Problem to solve: Copy the data precisely, keeping every character.

Dataset records

-------------------------

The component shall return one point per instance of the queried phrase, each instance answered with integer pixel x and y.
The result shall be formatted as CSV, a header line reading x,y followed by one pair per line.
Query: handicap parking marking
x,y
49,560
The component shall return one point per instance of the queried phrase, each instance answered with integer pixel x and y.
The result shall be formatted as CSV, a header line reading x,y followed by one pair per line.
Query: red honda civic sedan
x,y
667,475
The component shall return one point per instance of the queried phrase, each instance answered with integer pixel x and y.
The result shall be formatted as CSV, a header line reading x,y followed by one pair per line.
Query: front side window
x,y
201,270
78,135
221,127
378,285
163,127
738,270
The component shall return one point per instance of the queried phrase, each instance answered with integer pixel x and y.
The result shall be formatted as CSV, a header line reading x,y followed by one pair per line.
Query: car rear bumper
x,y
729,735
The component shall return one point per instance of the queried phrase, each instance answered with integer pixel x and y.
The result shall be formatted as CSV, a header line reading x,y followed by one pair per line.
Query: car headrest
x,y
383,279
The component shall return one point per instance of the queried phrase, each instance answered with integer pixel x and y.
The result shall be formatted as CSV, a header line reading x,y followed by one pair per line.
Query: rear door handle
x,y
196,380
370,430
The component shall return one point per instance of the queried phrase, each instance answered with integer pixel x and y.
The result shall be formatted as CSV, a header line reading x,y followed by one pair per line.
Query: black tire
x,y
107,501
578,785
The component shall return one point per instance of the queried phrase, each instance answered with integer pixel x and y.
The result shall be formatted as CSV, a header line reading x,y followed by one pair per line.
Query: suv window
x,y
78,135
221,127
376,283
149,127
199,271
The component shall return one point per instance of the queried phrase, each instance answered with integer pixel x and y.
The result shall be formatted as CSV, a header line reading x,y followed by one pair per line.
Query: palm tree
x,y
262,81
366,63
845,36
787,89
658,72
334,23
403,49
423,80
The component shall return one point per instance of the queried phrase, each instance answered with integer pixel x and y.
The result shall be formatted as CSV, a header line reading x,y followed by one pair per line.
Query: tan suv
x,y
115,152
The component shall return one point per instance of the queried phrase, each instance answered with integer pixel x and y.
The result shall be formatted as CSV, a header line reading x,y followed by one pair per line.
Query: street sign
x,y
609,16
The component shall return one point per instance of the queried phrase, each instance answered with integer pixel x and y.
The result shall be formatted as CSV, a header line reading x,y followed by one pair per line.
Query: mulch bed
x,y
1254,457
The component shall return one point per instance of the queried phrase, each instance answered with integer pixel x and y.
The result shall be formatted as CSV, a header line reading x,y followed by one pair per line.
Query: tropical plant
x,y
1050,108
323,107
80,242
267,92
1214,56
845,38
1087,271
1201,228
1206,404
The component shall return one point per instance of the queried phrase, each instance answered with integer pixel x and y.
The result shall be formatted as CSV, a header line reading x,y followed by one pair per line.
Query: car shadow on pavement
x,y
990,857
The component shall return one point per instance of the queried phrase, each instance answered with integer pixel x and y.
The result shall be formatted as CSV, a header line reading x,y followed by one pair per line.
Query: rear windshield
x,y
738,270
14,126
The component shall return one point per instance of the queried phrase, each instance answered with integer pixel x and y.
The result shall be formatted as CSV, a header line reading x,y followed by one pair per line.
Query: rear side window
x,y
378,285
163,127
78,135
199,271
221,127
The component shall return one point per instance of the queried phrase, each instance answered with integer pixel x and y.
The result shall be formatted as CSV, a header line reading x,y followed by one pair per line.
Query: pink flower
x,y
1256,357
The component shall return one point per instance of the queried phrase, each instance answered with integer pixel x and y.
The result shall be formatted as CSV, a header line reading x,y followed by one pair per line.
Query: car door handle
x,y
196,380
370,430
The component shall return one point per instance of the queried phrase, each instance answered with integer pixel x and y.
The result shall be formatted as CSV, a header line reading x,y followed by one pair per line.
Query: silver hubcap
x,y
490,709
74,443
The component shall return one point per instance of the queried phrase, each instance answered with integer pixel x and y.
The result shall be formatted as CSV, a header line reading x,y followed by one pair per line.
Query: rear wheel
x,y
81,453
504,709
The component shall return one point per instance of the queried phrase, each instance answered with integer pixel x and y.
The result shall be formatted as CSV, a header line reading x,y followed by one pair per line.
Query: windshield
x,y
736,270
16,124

-------------------------

Task answer:
The component shall return one point per instance of the queried phrase, each instance answered with integer pixel x and y.
The result shall be formatted as CSV, a header line reading x,y followed by one pair per line.
Query: handicap parking marking
x,y
49,560
The component shall return one point per instance of the queried phrase, each instance answered with integer pixel x and y.
The result shall be formatted as CSV, a header line reading x,y followed by one pair per line.
Query: red honda civic sedan
x,y
667,475
The component shall return one point per instance of the queried phrase, each instance answered with integer pixel x and y.
The result shall be formatted as CSV, a header line reading x,y followed by one pair per line.
Query: front side window
x,y
201,270
78,135
221,127
378,285
163,127
738,270
The component shall return one point per instance of the queried phrase, each instance answered with integer pixel x and y.
The result shall be formatted as CSV, a header line reading x,y followed by one pair per line.
Query: car rear bumper
x,y
729,735
The component shall return one point per instance of the queried phrase, each instance answered with integer pixel x and y.
The result shall be formatted as CSV, a header line reading x,y followed by one pair per line.
Query: car headrest
x,y
383,279
The component shall return one point per instance of the queried phrase, each instance answered with integer pixel x and y.
The result shall be formatted as CSV, a header line reading x,y followed by one pair per line.
Query: rear door handle
x,y
196,380
370,430
The component shall return one point per instance of the queried phrase, each instance answered with integer pixel x and y.
The result shall be formatted as CSV, a header line reading x,y followed by one pair per line.
Query: black tire
x,y
107,501
578,785
The component shall return one point per instance of the queried phrase, each instance answered with integer pixel x and y.
The result shall be formatted as CSV, a header line reading x,y followed by one pair per line.
Query: suv window
x,y
78,135
221,127
376,283
149,127
199,271
The component shall return one point per instance of the queried phrase, each instance answered with integer pixel x and y.
The result shall be formatted as CSV, a header line reading x,y followed by one pair per line.
Query: palm tree
x,y
262,81
366,63
845,36
787,89
658,72
334,23
403,49
423,80
The component shall return one point per instance of the queried phrase, each instance answered with integer pixel x and y.
The result shall be formatted as CSV, a header line reading x,y followed by one pair per line.
Query: tan suv
x,y
115,152
The component shall return one point per instance of the queried phrase, each instance answered with integer pixel x and y.
The result shall be formatted as CSV, a header line reading x,y followed by one pair per line.
Query: street sign
x,y
609,16
The component shall return one point per instance of the queried phrase, each instance answered with integer pixel x and y.
The result shall be formatted as CSV, a header line reading x,y followed by one pair per line.
Query: mulch bed
x,y
1254,457
The component shall return one point per instance of the queried phrase, each instance answered with integer pixel x and y.
The result shall be formatted as CSV, a header line reading x,y followed by one pair per line.
Query: tropical plant
x,y
1050,108
323,107
80,242
267,92
1214,56
845,38
1087,271
1201,228
1206,404
The component shall return one point per instance of the queried phrase, each instance answered with integer pixel x and y.
The result shall be formatted as CSV, a header line reading x,y followed by one pair per line.
Query: car shadow on pavement
x,y
990,857
The component shall return one point per instance of the queried phrase, each instance answered with integer pixel x and y.
The result shall be formatted as CSV, a header line reading x,y followed by one pair per line.
Query: rear windshield
x,y
738,270
14,126
The component shall return one point per instance of the queried phrase, each instance answered with integer pixel x and y.
The result shall be formatted as CSV, a header line reading x,y followed by one pair per line.
Query: rear side window
x,y
378,285
163,127
78,135
199,271
221,127
The component shall return one point per instance of the queried phrase, each instance answered with integer pixel x and y.
The result shall be formatted as CSV, a header line reading x,y followed by one pair per line.
Query: pink flower
x,y
1256,357
The component shall return one point per instance of the queried phrase, each instance answered with integer pixel x and y.
The result shall be formatted as CSV, a header line reading x,y followed by one pair per line.
Query: car door handle
x,y
196,380
370,430
The component shall return one point per instance of the queried phrase, each instance answered with integer pixel x and y.
The result shall be formatted as CSV, a header line reading x,y followed by one pair per line.
Query: silver hubcap
x,y
490,709
74,443
The component shall return one point per instance of the queried phrase, each instance answered with integer pixel x and y.
The result shall be formatted as CSV, a header line reading x,y followed by one pair per line.
Query: rear wheel
x,y
81,453
504,709
The component shall return one point per instance of the queried phrase, each instance answered with integer pixel x and y.
The result shall be formatted as CSV, a header line reading x,y followed by one pair per line.
Query: windshield
x,y
736,270
16,124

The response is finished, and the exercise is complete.